▶ Extracted text:
Jon Charles Naekauna Francis (born June 21, 1964) is former American football player.  He is the son of former Green Bay Packer Joe Francis, and half-brother of Detroit Lions 2007 second-round draft pick Ikaika Alama-Francis.
He is now a Machinist at ATI Specialty Alloys and Components.

High school and college football
Francis attended Corvallis High School in Corvallis, Oregon and starred in football. Francis played strong safety and tailback for the Spartans.  His senior year rushing total of 1702 yards in 1981 was the school record until 2004.

Francis attended Colorado State University, Taft Community College, and Boise State University, where he played running back.

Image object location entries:
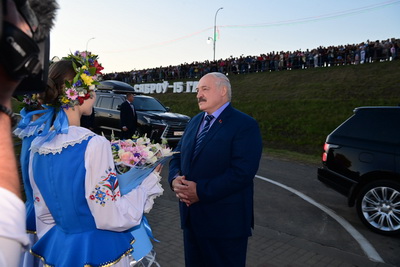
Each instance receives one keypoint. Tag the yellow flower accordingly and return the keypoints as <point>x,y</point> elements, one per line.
<point>88,80</point>
<point>64,100</point>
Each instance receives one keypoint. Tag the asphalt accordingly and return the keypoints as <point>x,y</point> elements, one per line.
<point>266,247</point>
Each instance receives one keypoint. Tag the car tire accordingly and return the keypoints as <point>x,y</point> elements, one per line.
<point>378,206</point>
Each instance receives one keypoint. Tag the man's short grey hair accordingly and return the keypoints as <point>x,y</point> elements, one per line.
<point>222,81</point>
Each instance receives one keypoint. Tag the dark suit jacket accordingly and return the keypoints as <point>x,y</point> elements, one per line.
<point>128,119</point>
<point>223,169</point>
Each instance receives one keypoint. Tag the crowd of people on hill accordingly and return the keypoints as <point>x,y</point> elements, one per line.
<point>365,52</point>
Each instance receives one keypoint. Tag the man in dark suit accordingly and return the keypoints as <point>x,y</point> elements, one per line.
<point>128,117</point>
<point>213,178</point>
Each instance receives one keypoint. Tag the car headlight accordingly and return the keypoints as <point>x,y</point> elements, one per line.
<point>151,120</point>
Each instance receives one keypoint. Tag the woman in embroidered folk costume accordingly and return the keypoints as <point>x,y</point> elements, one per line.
<point>81,216</point>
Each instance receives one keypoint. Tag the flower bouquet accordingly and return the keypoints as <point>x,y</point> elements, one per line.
<point>134,160</point>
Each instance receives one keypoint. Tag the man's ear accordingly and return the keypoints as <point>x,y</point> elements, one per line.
<point>224,91</point>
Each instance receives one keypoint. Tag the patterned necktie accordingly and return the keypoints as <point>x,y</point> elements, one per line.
<point>203,133</point>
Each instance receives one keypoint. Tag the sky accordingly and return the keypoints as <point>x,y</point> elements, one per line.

▶ Goal:
Continue the biography of football player Jon Francis, picking up after its final sentence.

▶ Answer for this exercise:
Professional career

Francis was drafted in the seventh round of the 1986 NFL Draft by the New York Giants, who went on to become world champions that season.  After being injured, Francis did not even suit up and was cut by the New York Giants in 1986. Francis signed with the New England Patriots in 1987.  The seven other "rookie" running backs along with Francis, who were not drafted, also saw no preseason game time before being released. When the NFL players went on strike a month later, Francis chose to sign with the Los Angeles Rams as a replacement during the four-game strike. As a replacement, he saw his first live game carries. Former U.S.C. coach John Robinson kept him, and he was the only replacement player to make the team. That strike, brought about the "practice squads" some years later, through union contract negotiations.  He played in 9 games and had 35 carries for 138 yards and 8 receptions for 38 yards (2 touchdowns).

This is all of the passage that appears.